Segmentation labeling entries
## Begin
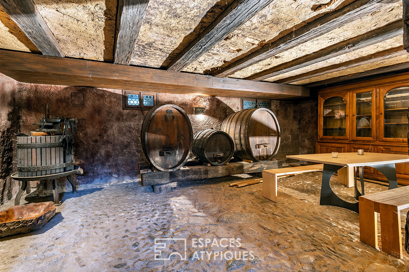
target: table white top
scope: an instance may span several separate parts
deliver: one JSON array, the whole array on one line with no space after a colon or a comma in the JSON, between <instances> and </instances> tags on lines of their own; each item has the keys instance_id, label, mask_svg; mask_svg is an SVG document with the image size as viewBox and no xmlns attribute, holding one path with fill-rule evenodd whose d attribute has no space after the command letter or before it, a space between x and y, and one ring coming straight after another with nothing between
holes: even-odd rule
<instances>
[{"instance_id":1,"label":"table white top","mask_svg":"<svg viewBox=\"0 0 409 272\"><path fill-rule=\"evenodd\" d=\"M369 152L364 152L363 155L358 155L356 152L338 153L337 158L332 157L332 154L330 153L290 155L287 157L300 161L344 166L364 166L409 161L408 155Z\"/></svg>"}]
</instances>

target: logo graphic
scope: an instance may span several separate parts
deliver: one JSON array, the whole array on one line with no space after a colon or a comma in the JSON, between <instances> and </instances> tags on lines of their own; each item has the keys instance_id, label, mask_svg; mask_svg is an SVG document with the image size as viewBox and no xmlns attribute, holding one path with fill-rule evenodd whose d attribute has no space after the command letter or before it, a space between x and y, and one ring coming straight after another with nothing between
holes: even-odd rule
<instances>
[{"instance_id":1,"label":"logo graphic","mask_svg":"<svg viewBox=\"0 0 409 272\"><path fill-rule=\"evenodd\" d=\"M186 260L186 238L155 238L155 259L167 261L172 255L179 255L180 260Z\"/></svg>"}]
</instances>

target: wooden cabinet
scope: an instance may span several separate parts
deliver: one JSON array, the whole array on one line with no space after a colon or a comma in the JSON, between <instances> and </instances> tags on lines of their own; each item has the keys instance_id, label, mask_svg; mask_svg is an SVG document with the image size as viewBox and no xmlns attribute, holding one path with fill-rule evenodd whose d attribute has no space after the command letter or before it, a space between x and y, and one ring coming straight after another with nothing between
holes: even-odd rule
<instances>
[{"instance_id":1,"label":"wooden cabinet","mask_svg":"<svg viewBox=\"0 0 409 272\"><path fill-rule=\"evenodd\" d=\"M318 92L317 153L408 154L409 73ZM409 185L409 163L396 165L398 182ZM366 178L385 181L371 167Z\"/></svg>"}]
</instances>

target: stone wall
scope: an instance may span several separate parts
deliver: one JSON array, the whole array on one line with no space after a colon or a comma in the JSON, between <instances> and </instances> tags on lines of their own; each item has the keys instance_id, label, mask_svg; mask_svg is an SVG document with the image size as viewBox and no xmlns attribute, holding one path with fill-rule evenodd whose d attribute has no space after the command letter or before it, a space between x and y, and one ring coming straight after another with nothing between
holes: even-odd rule
<instances>
[{"instance_id":1,"label":"stone wall","mask_svg":"<svg viewBox=\"0 0 409 272\"><path fill-rule=\"evenodd\" d=\"M77 177L78 184L138 178L138 163L146 161L139 134L147 112L123 110L121 90L22 83L1 74L0 86L1 102L4 104L0 110L0 192L4 191L8 196L3 198L9 199L15 194L15 188L5 181L13 172L10 139L15 137L12 133L20 129L28 133L38 128L32 124L43 116L46 104L50 105L50 115L85 119L86 128L77 131L76 139L76 161L84 170L83 175ZM84 104L72 104L71 93L83 93ZM183 108L190 119L194 133L205 128L220 128L223 120L240 107L240 98L166 93L159 93L157 98L158 104L173 104ZM193 114L193 107L198 106L206 108L202 120ZM272 101L271 109L281 130L281 145L276 157L314 153L317 135L316 100ZM13 160L16 159L15 156ZM15 187L16 183L12 183Z\"/></svg>"}]
</instances>

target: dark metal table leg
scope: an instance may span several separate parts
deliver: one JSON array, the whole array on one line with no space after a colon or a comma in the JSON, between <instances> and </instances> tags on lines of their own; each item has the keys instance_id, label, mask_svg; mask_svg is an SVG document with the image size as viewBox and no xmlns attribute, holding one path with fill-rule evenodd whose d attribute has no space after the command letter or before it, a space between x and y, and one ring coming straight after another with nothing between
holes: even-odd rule
<instances>
[{"instance_id":1,"label":"dark metal table leg","mask_svg":"<svg viewBox=\"0 0 409 272\"><path fill-rule=\"evenodd\" d=\"M398 180L396 178L396 171L395 169L395 164L385 164L378 165L371 165L378 171L384 174L389 181L389 188L388 190L398 188Z\"/></svg>"},{"instance_id":2,"label":"dark metal table leg","mask_svg":"<svg viewBox=\"0 0 409 272\"><path fill-rule=\"evenodd\" d=\"M74 194L78 192L78 191L76 190L76 185L75 184L75 182L74 181L71 176L67 176L67 179L68 180L70 183L71 184L71 187L72 187L72 192Z\"/></svg>"},{"instance_id":3,"label":"dark metal table leg","mask_svg":"<svg viewBox=\"0 0 409 272\"><path fill-rule=\"evenodd\" d=\"M343 167L339 165L324 164L319 204L340 207L359 213L359 206L358 203L352 203L341 199L335 194L330 185L331 177Z\"/></svg>"},{"instance_id":4,"label":"dark metal table leg","mask_svg":"<svg viewBox=\"0 0 409 272\"><path fill-rule=\"evenodd\" d=\"M23 193L27 187L27 181L21 181L21 187L18 190L18 192L17 193L17 195L16 196L16 198L14 199L15 206L18 206L20 205L20 199L21 199L21 196L22 195Z\"/></svg>"},{"instance_id":5,"label":"dark metal table leg","mask_svg":"<svg viewBox=\"0 0 409 272\"><path fill-rule=\"evenodd\" d=\"M53 179L51 181L52 186L52 193L54 196L54 206L61 205L60 203L60 195L58 194L58 188L57 188L57 180Z\"/></svg>"}]
</instances>

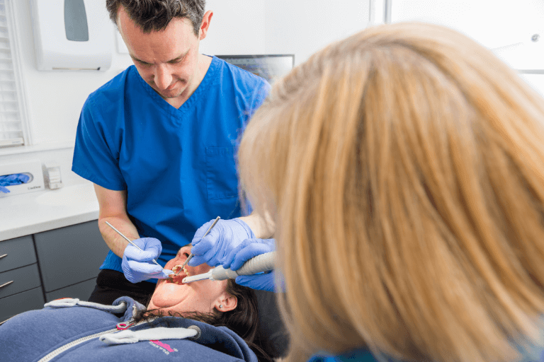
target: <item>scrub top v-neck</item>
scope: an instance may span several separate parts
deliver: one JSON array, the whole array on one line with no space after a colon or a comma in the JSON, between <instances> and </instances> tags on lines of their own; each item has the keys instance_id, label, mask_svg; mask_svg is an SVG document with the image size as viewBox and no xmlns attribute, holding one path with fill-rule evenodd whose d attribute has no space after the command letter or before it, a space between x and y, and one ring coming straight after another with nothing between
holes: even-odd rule
<instances>
[{"instance_id":1,"label":"scrub top v-neck","mask_svg":"<svg viewBox=\"0 0 544 362\"><path fill-rule=\"evenodd\" d=\"M140 237L161 240L164 265L206 221L240 216L237 142L269 89L264 79L214 57L176 109L131 66L87 98L72 170L127 190L129 217ZM121 259L110 251L101 269L122 272Z\"/></svg>"}]
</instances>

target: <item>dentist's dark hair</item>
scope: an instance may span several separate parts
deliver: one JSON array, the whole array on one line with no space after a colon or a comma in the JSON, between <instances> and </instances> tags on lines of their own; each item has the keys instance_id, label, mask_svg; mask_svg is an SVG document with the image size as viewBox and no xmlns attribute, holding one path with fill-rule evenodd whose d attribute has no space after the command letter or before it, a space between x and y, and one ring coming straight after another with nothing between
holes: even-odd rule
<instances>
[{"instance_id":1,"label":"dentist's dark hair","mask_svg":"<svg viewBox=\"0 0 544 362\"><path fill-rule=\"evenodd\" d=\"M187 18L196 36L204 17L205 0L106 0L110 18L117 25L119 6L142 28L144 33L166 29L174 18Z\"/></svg>"}]
</instances>

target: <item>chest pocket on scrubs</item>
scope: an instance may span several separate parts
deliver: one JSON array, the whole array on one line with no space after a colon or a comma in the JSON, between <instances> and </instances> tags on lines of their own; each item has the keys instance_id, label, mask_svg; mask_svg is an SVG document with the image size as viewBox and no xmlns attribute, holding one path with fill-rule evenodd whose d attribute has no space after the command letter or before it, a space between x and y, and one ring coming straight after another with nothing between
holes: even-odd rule
<instances>
[{"instance_id":1,"label":"chest pocket on scrubs","mask_svg":"<svg viewBox=\"0 0 544 362\"><path fill-rule=\"evenodd\" d=\"M238 196L234 147L206 147L208 199Z\"/></svg>"}]
</instances>

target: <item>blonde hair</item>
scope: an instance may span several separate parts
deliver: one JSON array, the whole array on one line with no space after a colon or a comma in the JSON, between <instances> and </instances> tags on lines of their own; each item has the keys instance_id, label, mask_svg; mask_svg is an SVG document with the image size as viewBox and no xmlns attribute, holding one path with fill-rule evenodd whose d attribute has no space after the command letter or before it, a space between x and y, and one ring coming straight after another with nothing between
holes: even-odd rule
<instances>
[{"instance_id":1,"label":"blonde hair","mask_svg":"<svg viewBox=\"0 0 544 362\"><path fill-rule=\"evenodd\" d=\"M276 223L288 360L512 361L542 346L544 100L450 29L370 28L255 113L244 190Z\"/></svg>"}]
</instances>

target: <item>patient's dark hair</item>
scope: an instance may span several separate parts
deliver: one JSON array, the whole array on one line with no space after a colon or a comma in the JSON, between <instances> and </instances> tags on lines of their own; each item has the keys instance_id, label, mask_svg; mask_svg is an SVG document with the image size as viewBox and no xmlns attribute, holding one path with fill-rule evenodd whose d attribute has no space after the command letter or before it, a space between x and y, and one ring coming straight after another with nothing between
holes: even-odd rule
<instances>
[{"instance_id":1,"label":"patient's dark hair","mask_svg":"<svg viewBox=\"0 0 544 362\"><path fill-rule=\"evenodd\" d=\"M237 284L234 279L228 279L226 291L236 297L237 300L237 307L228 312L221 312L219 315L198 312L183 313L181 315L177 312L169 311L167 314L164 314L159 309L151 310L137 315L134 322L149 320L150 323L153 323L151 318L154 317L170 316L198 320L215 327L225 326L240 336L255 352L259 361L272 361L260 347L254 343L259 325L259 305L255 292L251 288ZM149 297L150 300L151 297ZM159 321L157 320L157 322Z\"/></svg>"},{"instance_id":2,"label":"patient's dark hair","mask_svg":"<svg viewBox=\"0 0 544 362\"><path fill-rule=\"evenodd\" d=\"M164 30L174 18L187 18L193 23L193 33L198 36L206 1L106 0L106 8L115 25L120 6L144 33Z\"/></svg>"}]
</instances>

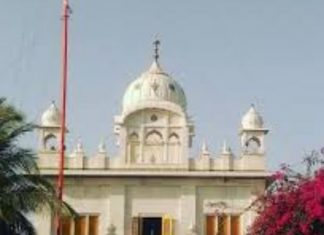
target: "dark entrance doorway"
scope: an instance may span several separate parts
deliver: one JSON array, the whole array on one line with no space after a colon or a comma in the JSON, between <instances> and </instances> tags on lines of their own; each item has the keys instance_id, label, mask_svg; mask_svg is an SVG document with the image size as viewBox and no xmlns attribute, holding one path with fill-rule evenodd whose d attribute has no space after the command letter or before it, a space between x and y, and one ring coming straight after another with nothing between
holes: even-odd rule
<instances>
[{"instance_id":1,"label":"dark entrance doorway","mask_svg":"<svg viewBox=\"0 0 324 235\"><path fill-rule=\"evenodd\" d=\"M162 235L162 218L146 217L142 221L143 229L141 235Z\"/></svg>"}]
</instances>

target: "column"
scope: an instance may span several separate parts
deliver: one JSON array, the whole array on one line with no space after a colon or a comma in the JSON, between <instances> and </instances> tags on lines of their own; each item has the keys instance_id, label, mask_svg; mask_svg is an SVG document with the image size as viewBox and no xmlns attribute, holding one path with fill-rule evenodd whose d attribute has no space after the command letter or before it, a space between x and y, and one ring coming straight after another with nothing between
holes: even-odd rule
<instances>
[{"instance_id":1,"label":"column","mask_svg":"<svg viewBox=\"0 0 324 235\"><path fill-rule=\"evenodd\" d=\"M125 204L126 188L124 185L112 185L110 195L109 224L116 228L116 234L124 235L125 231Z\"/></svg>"},{"instance_id":2,"label":"column","mask_svg":"<svg viewBox=\"0 0 324 235\"><path fill-rule=\"evenodd\" d=\"M180 228L179 234L190 234L190 228L197 227L197 196L196 186L181 187L180 219L176 221Z\"/></svg>"}]
</instances>

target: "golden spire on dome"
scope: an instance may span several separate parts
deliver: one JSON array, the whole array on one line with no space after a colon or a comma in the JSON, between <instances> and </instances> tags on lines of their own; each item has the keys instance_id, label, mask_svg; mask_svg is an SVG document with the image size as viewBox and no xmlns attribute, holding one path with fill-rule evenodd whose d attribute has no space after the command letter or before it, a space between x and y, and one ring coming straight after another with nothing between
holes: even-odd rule
<instances>
[{"instance_id":1,"label":"golden spire on dome","mask_svg":"<svg viewBox=\"0 0 324 235\"><path fill-rule=\"evenodd\" d=\"M156 40L154 40L153 45L154 45L154 56L153 56L153 58L154 58L154 60L156 62L158 62L159 57L160 57L160 54L159 54L159 49L160 48L159 48L159 46L161 45L161 41L159 39L156 39Z\"/></svg>"}]
</instances>

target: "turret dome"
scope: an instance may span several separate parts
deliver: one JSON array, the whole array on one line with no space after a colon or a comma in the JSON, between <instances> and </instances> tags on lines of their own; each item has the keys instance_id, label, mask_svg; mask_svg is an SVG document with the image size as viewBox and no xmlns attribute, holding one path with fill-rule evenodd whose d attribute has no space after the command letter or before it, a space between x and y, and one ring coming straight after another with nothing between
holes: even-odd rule
<instances>
[{"instance_id":1,"label":"turret dome","mask_svg":"<svg viewBox=\"0 0 324 235\"><path fill-rule=\"evenodd\" d=\"M186 110L186 95L182 87L166 72L157 60L126 89L123 112L136 106L156 102L171 102Z\"/></svg>"},{"instance_id":2,"label":"turret dome","mask_svg":"<svg viewBox=\"0 0 324 235\"><path fill-rule=\"evenodd\" d=\"M251 105L248 112L243 116L241 122L242 129L253 130L253 129L262 129L263 128L263 118L256 111L254 105Z\"/></svg>"},{"instance_id":3,"label":"turret dome","mask_svg":"<svg viewBox=\"0 0 324 235\"><path fill-rule=\"evenodd\" d=\"M59 127L61 125L61 114L52 102L49 108L42 114L41 125L45 127Z\"/></svg>"}]
</instances>

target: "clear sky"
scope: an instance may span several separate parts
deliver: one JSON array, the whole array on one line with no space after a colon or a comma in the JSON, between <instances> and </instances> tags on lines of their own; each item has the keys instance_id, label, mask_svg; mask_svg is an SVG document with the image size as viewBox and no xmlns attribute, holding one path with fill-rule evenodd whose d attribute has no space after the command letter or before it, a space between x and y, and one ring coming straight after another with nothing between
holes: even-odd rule
<instances>
[{"instance_id":1,"label":"clear sky","mask_svg":"<svg viewBox=\"0 0 324 235\"><path fill-rule=\"evenodd\" d=\"M1 96L38 121L59 97L59 0L0 0ZM152 41L184 87L202 139L238 150L242 115L255 103L271 132L271 169L324 146L323 0L71 0L68 143L88 154L106 138L127 84L148 68ZM36 146L36 137L28 142Z\"/></svg>"}]
</instances>

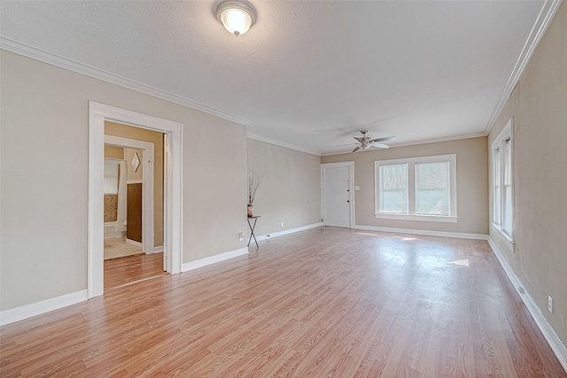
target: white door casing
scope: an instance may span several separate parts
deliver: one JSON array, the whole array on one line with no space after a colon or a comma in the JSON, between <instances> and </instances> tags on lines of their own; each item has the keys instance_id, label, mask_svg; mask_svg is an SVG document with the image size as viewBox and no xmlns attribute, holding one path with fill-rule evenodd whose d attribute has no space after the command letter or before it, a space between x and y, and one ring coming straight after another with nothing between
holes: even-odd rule
<instances>
[{"instance_id":1,"label":"white door casing","mask_svg":"<svg viewBox=\"0 0 567 378\"><path fill-rule=\"evenodd\" d=\"M183 124L89 102L89 298L104 292L105 121L123 123L166 134L168 158L164 180L164 258L169 274L181 272L183 229Z\"/></svg>"},{"instance_id":2,"label":"white door casing","mask_svg":"<svg viewBox=\"0 0 567 378\"><path fill-rule=\"evenodd\" d=\"M324 226L354 224L354 162L321 165L321 209Z\"/></svg>"}]
</instances>

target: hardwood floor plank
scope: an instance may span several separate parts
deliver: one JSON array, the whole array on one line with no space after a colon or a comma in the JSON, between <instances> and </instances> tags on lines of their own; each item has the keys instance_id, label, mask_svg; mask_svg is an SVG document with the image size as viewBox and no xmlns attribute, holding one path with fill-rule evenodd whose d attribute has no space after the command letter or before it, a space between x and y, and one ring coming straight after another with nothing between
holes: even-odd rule
<instances>
[{"instance_id":1,"label":"hardwood floor plank","mask_svg":"<svg viewBox=\"0 0 567 378\"><path fill-rule=\"evenodd\" d=\"M157 277L148 256L0 328L0 376L567 376L484 241L319 228Z\"/></svg>"}]
</instances>

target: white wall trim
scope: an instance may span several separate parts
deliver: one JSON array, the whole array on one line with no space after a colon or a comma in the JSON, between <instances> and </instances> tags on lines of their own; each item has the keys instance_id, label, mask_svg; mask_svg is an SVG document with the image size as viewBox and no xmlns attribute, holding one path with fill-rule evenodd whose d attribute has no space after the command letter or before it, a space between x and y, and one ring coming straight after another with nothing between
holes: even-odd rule
<instances>
[{"instance_id":1,"label":"white wall trim","mask_svg":"<svg viewBox=\"0 0 567 378\"><path fill-rule=\"evenodd\" d=\"M557 359L559 359L559 362L561 363L562 366L563 366L563 369L565 369L565 372L567 372L567 347L561 341L557 334L555 334L555 332L553 330L549 323L548 323L548 320L543 316L543 313L541 313L541 310L540 310L540 307L538 307L535 301L532 298L530 294L525 291L524 284L517 278L510 266L508 264L508 261L506 261L506 258L504 258L504 256L491 237L488 237L488 243L492 247L494 255L496 255L498 261L500 261L500 264L504 268L506 274L508 274L508 278L514 285L514 288L516 288L516 290L522 298L522 301L525 305L525 307L532 314L533 320L538 325L538 328L543 334L543 336L548 341L548 343L551 347L551 350L555 354L555 357L557 357Z\"/></svg>"},{"instance_id":2,"label":"white wall trim","mask_svg":"<svg viewBox=\"0 0 567 378\"><path fill-rule=\"evenodd\" d=\"M199 267L206 266L215 263L220 263L221 261L228 260L229 258L237 258L238 256L245 255L247 253L248 253L247 247L240 248L238 250L229 251L228 252L211 256L210 258L205 258L199 260L183 263L182 265L181 270L182 272L188 272L190 270L198 269Z\"/></svg>"},{"instance_id":3,"label":"white wall trim","mask_svg":"<svg viewBox=\"0 0 567 378\"><path fill-rule=\"evenodd\" d=\"M488 235L485 234L467 234L467 233L448 232L448 231L430 231L426 229L395 228L389 228L389 227L376 227L376 226L363 226L363 225L355 225L353 228L365 229L369 231L392 232L396 234L413 234L413 235L425 235L429 236L456 237L459 239L488 240Z\"/></svg>"},{"instance_id":4,"label":"white wall trim","mask_svg":"<svg viewBox=\"0 0 567 378\"><path fill-rule=\"evenodd\" d=\"M538 18L533 23L533 27L532 27L530 35L528 35L525 43L524 43L524 47L522 48L520 56L517 58L516 65L514 66L514 68L512 69L512 72L508 78L508 81L506 82L506 85L502 89L502 93L500 95L498 103L496 103L496 106L494 107L494 110L493 111L493 113L488 120L488 124L486 125L485 128L486 135L490 134L490 131L494 127L496 119L504 108L504 105L512 94L512 90L514 90L516 84L524 73L524 71L525 70L525 67L530 61L532 55L533 54L533 51L538 47L538 43L540 43L541 37L543 37L543 35L551 24L553 16L555 16L557 9L559 9L562 1L563 0L546 0L543 3L541 10L540 11L540 14L538 14Z\"/></svg>"},{"instance_id":5,"label":"white wall trim","mask_svg":"<svg viewBox=\"0 0 567 378\"><path fill-rule=\"evenodd\" d=\"M267 138L265 136L259 135L257 134L247 133L246 136L250 139L253 139L255 141L264 142L266 143L275 144L276 146L284 147L290 150L299 150L299 152L305 152L315 156L321 156L319 152L315 152L311 150L304 149L302 147L299 147L293 144L286 143L284 142L276 141L275 139Z\"/></svg>"},{"instance_id":6,"label":"white wall trim","mask_svg":"<svg viewBox=\"0 0 567 378\"><path fill-rule=\"evenodd\" d=\"M88 290L84 289L19 307L4 310L0 312L0 326L5 326L6 324L14 323L16 321L23 320L24 319L41 315L42 313L49 312L50 311L58 310L59 308L84 302L88 298Z\"/></svg>"},{"instance_id":7,"label":"white wall trim","mask_svg":"<svg viewBox=\"0 0 567 378\"><path fill-rule=\"evenodd\" d=\"M84 75L102 80L106 82L120 85L120 87L128 88L128 89L136 90L136 92L161 98L163 100L178 104L188 108L212 114L216 117L238 123L240 125L248 126L251 124L251 121L227 113L219 109L215 109L211 106L207 106L203 104L190 100L189 98L182 97L181 96L166 92L164 90L158 89L156 88L150 87L148 85L142 84L140 82L99 70L90 66L83 65L82 63L67 59L66 58L63 58L58 55L43 51L42 50L28 46L10 38L0 37L0 49L5 50L6 51L14 52L16 54L23 55L24 57L31 58L33 59L39 60L49 65L65 68L69 71L82 73Z\"/></svg>"},{"instance_id":8,"label":"white wall trim","mask_svg":"<svg viewBox=\"0 0 567 378\"><path fill-rule=\"evenodd\" d=\"M140 242L136 242L136 240L132 240L132 239L126 239L126 243L127 244L130 244L130 245L135 245L136 247L140 247L143 248L142 243Z\"/></svg>"},{"instance_id":9,"label":"white wall trim","mask_svg":"<svg viewBox=\"0 0 567 378\"><path fill-rule=\"evenodd\" d=\"M315 228L322 226L322 222L313 223L307 226L301 226L295 228L285 229L284 231L278 231L278 232L272 232L269 234L262 235L260 236L256 236L256 240L260 242L262 240L272 239L277 236L284 236L284 235L290 235L290 234L293 234L299 231L305 231L306 229Z\"/></svg>"}]
</instances>

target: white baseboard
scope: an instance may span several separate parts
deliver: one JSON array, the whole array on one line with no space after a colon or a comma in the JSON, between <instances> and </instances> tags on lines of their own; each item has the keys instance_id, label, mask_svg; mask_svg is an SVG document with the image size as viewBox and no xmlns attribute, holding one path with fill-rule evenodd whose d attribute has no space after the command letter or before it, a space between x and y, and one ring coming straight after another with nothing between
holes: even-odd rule
<instances>
[{"instance_id":1,"label":"white baseboard","mask_svg":"<svg viewBox=\"0 0 567 378\"><path fill-rule=\"evenodd\" d=\"M126 239L126 243L127 244L131 244L131 245L136 245L136 247L144 248L142 243L140 242L136 242L136 240Z\"/></svg>"},{"instance_id":2,"label":"white baseboard","mask_svg":"<svg viewBox=\"0 0 567 378\"><path fill-rule=\"evenodd\" d=\"M426 235L430 236L457 237L460 239L488 240L488 235L484 234L463 234L461 232L429 231L426 229L394 228L387 228L387 227L361 226L361 225L355 225L353 228L365 229L369 231L393 232L396 234L414 234L414 235Z\"/></svg>"},{"instance_id":3,"label":"white baseboard","mask_svg":"<svg viewBox=\"0 0 567 378\"><path fill-rule=\"evenodd\" d=\"M0 312L0 326L14 323L89 299L87 289Z\"/></svg>"},{"instance_id":4,"label":"white baseboard","mask_svg":"<svg viewBox=\"0 0 567 378\"><path fill-rule=\"evenodd\" d=\"M199 267L206 266L211 264L218 263L221 261L228 260L229 258L237 258L238 256L245 255L248 253L248 248L240 248L238 250L230 251L229 252L221 253L219 255L211 256L210 258L201 258L200 260L191 261L189 263L183 263L181 266L182 272L188 272L190 270L197 269Z\"/></svg>"},{"instance_id":5,"label":"white baseboard","mask_svg":"<svg viewBox=\"0 0 567 378\"><path fill-rule=\"evenodd\" d=\"M540 310L540 307L538 307L530 294L525 291L524 284L517 278L510 266L508 264L508 261L506 261L506 258L504 258L504 256L502 255L501 251L490 237L488 238L488 243L494 251L494 255L496 255L496 258L500 261L500 264L504 268L506 274L508 274L508 278L516 288L516 290L522 298L522 301L525 305L525 307L532 314L533 320L538 325L538 328L543 334L543 336L548 341L548 343L551 347L551 350L557 357L557 359L559 359L559 362L563 366L563 369L565 369L565 372L567 372L567 347L561 341L557 334L555 334L555 331L553 330L549 323L548 323L548 320L543 316L543 313L541 313L541 310Z\"/></svg>"},{"instance_id":6,"label":"white baseboard","mask_svg":"<svg viewBox=\"0 0 567 378\"><path fill-rule=\"evenodd\" d=\"M283 236L284 235L290 235L290 234L293 234L296 232L299 232L299 231L305 231L306 229L309 229L309 228L318 228L318 227L322 227L322 223L319 222L319 223L313 223L311 225L307 225L307 226L301 226L296 228L290 228L290 229L286 229L284 231L278 231L278 232L271 232L269 234L266 234L266 235L262 235L260 236L256 236L256 240L257 241L262 241L262 240L266 240L266 239L271 239L273 237L277 237L277 236ZM252 243L254 243L254 240L252 239Z\"/></svg>"}]
</instances>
## End
- [TASK REQUIREMENTS] Tally the lines in the rows that contain the string "dome", with case counting, and give only the number.

- [FULL ANSWER] 4